(Point labeling examples)
______
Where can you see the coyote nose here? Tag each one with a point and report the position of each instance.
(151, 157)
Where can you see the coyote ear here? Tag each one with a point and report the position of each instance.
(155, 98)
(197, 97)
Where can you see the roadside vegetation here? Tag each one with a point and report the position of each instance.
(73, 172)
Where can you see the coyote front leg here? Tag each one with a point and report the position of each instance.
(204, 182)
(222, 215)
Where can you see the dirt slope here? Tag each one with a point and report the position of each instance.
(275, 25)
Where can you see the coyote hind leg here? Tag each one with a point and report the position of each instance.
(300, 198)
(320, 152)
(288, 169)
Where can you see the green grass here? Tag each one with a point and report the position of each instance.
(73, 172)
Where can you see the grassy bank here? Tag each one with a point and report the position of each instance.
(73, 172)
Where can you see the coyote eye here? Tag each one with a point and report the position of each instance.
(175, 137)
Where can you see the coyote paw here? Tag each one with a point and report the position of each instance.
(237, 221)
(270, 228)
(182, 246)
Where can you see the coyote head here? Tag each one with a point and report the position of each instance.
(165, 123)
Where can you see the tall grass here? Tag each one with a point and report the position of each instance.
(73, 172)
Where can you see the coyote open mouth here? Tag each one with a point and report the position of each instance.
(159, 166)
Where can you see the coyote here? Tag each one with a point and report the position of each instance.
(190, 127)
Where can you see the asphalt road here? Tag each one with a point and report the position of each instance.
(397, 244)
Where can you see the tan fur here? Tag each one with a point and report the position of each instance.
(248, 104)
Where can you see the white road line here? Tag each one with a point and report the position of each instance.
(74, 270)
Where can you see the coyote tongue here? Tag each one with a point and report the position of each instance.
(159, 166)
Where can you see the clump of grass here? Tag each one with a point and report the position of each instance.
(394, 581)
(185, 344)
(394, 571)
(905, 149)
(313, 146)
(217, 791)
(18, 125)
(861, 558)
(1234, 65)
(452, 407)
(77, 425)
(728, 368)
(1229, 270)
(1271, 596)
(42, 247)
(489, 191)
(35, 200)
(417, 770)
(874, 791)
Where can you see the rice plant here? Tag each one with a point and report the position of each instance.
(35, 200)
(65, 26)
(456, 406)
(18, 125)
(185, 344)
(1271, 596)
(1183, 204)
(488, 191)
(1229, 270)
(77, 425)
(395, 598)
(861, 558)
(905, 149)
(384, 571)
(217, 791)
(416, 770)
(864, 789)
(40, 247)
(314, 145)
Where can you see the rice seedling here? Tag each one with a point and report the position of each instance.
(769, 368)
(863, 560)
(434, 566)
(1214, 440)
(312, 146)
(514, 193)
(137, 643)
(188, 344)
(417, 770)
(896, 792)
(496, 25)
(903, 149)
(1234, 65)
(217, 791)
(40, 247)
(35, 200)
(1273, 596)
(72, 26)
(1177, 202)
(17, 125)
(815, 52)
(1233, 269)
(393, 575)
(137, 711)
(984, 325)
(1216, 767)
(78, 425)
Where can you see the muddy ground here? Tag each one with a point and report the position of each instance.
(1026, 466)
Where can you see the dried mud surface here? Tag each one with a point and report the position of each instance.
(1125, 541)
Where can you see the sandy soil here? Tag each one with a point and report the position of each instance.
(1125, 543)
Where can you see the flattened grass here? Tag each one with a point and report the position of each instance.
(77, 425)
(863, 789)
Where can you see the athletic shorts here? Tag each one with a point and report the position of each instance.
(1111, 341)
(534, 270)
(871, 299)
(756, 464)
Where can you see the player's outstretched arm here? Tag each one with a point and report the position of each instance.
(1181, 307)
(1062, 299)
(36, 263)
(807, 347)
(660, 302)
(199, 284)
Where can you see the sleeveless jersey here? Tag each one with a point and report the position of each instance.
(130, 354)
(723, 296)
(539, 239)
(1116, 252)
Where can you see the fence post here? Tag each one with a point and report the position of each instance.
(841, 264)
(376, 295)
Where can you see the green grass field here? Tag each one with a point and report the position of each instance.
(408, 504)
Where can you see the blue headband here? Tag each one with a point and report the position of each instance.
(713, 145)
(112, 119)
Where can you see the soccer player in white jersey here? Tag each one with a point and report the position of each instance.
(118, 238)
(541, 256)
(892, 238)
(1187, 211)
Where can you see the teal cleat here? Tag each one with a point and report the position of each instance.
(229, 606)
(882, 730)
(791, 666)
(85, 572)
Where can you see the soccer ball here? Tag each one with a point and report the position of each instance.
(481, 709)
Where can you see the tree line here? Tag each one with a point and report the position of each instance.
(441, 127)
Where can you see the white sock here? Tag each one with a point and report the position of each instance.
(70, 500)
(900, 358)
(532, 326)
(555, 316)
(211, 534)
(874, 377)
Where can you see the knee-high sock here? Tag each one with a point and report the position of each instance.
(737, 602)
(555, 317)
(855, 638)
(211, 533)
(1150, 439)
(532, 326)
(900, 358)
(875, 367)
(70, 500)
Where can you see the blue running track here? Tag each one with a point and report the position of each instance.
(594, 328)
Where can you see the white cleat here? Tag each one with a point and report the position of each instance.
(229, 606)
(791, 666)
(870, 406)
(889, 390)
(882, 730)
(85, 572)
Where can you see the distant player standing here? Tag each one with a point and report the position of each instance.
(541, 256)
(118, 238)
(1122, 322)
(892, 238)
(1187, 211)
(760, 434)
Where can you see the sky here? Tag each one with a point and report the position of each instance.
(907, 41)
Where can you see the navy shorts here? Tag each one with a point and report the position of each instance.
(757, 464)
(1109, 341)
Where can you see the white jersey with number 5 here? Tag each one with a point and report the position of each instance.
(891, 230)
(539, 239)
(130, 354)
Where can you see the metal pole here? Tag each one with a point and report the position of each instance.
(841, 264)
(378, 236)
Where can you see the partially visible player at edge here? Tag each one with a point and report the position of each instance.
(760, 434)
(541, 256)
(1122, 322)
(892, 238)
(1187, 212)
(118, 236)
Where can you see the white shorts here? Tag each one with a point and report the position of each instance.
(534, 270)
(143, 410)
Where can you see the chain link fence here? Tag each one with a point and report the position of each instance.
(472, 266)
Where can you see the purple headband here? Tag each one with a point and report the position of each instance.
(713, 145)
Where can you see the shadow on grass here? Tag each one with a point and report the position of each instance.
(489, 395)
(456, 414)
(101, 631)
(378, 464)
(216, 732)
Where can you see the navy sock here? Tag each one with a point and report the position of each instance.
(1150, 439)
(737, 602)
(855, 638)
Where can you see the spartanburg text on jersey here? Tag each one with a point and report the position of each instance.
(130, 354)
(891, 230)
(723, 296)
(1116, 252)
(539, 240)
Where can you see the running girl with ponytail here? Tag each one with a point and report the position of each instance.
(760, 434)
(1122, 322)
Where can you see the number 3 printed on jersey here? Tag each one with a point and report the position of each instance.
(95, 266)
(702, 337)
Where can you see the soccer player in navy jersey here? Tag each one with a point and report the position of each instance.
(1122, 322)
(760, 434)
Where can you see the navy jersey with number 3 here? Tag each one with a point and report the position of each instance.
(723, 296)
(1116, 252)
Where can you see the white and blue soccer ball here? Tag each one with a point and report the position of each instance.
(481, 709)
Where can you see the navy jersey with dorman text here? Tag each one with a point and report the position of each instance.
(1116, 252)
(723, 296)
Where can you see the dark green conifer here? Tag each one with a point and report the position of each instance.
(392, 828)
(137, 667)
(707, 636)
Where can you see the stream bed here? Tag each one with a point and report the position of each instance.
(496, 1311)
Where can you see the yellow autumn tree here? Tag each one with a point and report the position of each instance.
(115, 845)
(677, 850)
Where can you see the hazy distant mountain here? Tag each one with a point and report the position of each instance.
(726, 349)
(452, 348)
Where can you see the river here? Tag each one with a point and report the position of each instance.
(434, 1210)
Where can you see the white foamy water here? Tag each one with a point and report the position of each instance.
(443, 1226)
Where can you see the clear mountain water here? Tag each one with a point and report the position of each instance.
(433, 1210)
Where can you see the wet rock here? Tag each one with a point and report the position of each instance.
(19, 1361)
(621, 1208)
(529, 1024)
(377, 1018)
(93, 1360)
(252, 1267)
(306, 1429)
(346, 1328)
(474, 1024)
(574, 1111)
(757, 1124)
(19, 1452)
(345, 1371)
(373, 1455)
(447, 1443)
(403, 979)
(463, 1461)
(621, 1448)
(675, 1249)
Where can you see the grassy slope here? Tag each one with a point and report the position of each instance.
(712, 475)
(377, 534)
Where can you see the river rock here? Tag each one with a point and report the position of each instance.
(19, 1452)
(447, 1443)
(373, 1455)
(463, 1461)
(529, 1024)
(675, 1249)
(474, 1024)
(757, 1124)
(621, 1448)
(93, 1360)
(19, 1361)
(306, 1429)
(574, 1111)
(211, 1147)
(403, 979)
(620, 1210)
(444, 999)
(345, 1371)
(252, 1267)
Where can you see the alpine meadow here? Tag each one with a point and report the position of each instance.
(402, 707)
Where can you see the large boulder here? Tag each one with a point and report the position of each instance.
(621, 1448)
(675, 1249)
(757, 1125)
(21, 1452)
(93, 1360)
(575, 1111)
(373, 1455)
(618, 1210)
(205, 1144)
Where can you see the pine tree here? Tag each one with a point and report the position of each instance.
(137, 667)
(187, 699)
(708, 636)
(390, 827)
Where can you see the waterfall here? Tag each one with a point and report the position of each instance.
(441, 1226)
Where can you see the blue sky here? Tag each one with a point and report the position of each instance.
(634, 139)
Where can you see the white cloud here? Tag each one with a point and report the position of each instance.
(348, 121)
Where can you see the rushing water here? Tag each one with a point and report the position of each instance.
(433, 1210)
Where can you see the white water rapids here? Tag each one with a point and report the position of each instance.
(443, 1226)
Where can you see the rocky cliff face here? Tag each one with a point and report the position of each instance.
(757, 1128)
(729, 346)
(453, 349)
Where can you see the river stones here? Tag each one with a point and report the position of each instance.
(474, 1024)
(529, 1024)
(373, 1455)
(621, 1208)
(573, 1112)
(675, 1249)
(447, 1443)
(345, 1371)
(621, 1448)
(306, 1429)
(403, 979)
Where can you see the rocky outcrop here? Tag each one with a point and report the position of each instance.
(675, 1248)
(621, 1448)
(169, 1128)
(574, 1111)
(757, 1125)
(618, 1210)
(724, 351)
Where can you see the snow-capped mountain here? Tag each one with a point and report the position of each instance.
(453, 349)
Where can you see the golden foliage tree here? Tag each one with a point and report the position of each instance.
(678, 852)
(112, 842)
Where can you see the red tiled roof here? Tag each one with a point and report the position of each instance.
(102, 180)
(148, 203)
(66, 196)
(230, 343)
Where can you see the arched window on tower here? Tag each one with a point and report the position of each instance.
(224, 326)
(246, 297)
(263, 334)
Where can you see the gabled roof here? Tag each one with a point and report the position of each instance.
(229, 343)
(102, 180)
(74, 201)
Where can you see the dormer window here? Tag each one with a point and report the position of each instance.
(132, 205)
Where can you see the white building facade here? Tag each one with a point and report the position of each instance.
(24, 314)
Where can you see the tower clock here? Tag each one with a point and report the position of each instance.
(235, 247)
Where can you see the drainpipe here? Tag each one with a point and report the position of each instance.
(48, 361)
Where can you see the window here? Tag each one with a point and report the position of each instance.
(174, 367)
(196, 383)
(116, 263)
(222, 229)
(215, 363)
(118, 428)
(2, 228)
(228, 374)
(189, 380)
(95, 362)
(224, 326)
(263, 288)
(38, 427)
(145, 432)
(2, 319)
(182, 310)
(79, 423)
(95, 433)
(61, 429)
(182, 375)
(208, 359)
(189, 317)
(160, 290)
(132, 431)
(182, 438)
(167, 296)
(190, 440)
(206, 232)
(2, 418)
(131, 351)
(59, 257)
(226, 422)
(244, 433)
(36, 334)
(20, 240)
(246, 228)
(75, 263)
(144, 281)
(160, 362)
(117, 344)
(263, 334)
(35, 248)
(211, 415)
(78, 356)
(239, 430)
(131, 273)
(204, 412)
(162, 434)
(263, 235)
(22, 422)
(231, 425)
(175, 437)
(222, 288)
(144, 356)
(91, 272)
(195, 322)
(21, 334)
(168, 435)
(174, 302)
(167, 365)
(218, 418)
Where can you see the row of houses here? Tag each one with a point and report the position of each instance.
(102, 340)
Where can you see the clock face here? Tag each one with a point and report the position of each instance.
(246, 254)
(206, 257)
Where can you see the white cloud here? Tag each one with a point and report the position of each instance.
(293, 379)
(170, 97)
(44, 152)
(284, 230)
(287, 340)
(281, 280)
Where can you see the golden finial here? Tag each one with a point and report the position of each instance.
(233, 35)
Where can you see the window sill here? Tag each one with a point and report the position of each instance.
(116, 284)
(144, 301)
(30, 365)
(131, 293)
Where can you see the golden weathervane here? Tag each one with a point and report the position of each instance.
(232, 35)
______
*What the task requires*
Copy out, without alteration, the lines of the material from the one containing "Where can you see the navy sock" through the one containing "(434, 1210)", including both of those lines.

*Task response*
Where can you see the navy sock here? Tag each one with a point and report the position of each instance.
(1150, 439)
(737, 602)
(855, 638)
Where can you see the spartanburg text on jersey here? Tag each one with a point and report the position of each instance.
(130, 354)
(891, 230)
(723, 296)
(1116, 252)
(539, 240)
Where can you see the running girl with ponytail here? Tag each one with a point and report the position of each instance.
(760, 434)
(1122, 322)
Where can you see the number 3 printed on jersey here? Tag each one with a point and report the position of each instance.
(95, 266)
(702, 337)
Where can you see the soccer player in navy jersey here? Tag each one with a point and report the position of each instance.
(1122, 322)
(760, 434)
Where can you see the navy jersey with number 3 here? Tag each one with a point and report the position of each instance.
(723, 296)
(1116, 252)
Where can you see the white and blue soccer ball here? Tag each one with a point and report the position of each instance.
(481, 709)
Where can you see the navy jersey with dorman text here? Tag each one with a point and report the position of each instance.
(1116, 252)
(723, 296)
Where can you see the dark green conifer here? Tag each one with a point and report the position of each instance.
(392, 828)
(137, 667)
(707, 636)
Where can you see the stream bed here? Tag each one with a point and report the position of each instance.
(496, 1311)
Where can you see the yellow autumn tree here? Tag each one with a point and report the position of each instance.
(115, 845)
(677, 850)
Where can you see the hazy distant mountain here? Tag each one with a point and report the position of each instance.
(726, 349)
(452, 348)
Where can you see the river here? Tag each one with a point and report the position of each instance.
(434, 1210)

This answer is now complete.